Data for processing:
↓

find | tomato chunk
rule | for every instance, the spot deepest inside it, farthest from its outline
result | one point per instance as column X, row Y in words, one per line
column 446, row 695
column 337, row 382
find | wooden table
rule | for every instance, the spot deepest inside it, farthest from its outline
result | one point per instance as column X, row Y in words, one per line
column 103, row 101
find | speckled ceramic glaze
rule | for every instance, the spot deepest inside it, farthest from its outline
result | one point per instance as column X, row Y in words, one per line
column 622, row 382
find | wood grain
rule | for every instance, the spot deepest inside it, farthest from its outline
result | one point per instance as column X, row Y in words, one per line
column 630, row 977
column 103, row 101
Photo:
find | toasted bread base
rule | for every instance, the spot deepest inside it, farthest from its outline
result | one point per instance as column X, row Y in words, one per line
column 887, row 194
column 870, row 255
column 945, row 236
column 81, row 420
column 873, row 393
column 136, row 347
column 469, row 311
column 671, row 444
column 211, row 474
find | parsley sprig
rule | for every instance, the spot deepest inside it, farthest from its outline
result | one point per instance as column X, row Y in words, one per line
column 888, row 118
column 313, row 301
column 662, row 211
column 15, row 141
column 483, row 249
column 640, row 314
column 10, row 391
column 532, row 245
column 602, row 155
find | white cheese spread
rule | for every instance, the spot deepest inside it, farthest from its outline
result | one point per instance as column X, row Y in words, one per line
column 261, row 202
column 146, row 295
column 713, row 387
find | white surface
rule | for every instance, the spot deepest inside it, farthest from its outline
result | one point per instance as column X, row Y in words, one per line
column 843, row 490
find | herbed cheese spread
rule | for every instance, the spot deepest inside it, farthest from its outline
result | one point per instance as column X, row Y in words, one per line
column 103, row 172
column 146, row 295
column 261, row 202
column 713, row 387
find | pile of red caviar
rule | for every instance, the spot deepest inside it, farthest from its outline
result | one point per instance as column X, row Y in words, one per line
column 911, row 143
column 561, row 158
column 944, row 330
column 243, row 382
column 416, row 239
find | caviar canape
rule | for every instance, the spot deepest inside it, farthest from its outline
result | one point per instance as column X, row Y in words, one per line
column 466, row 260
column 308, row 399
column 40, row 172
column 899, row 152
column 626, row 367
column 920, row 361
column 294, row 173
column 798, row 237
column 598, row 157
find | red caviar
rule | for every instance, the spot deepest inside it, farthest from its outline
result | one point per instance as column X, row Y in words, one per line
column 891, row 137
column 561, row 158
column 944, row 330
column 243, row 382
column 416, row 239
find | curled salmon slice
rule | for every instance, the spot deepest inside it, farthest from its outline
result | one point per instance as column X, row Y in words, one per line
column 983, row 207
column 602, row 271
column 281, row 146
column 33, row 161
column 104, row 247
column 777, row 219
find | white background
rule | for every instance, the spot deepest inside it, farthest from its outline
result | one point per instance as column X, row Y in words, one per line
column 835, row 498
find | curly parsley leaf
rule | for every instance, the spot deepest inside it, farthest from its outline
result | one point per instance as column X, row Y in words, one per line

↑

Instructions to follow: Nothing but a number is expected here: the number of lines above that hold the word "cheese".

Output of the exercise: 2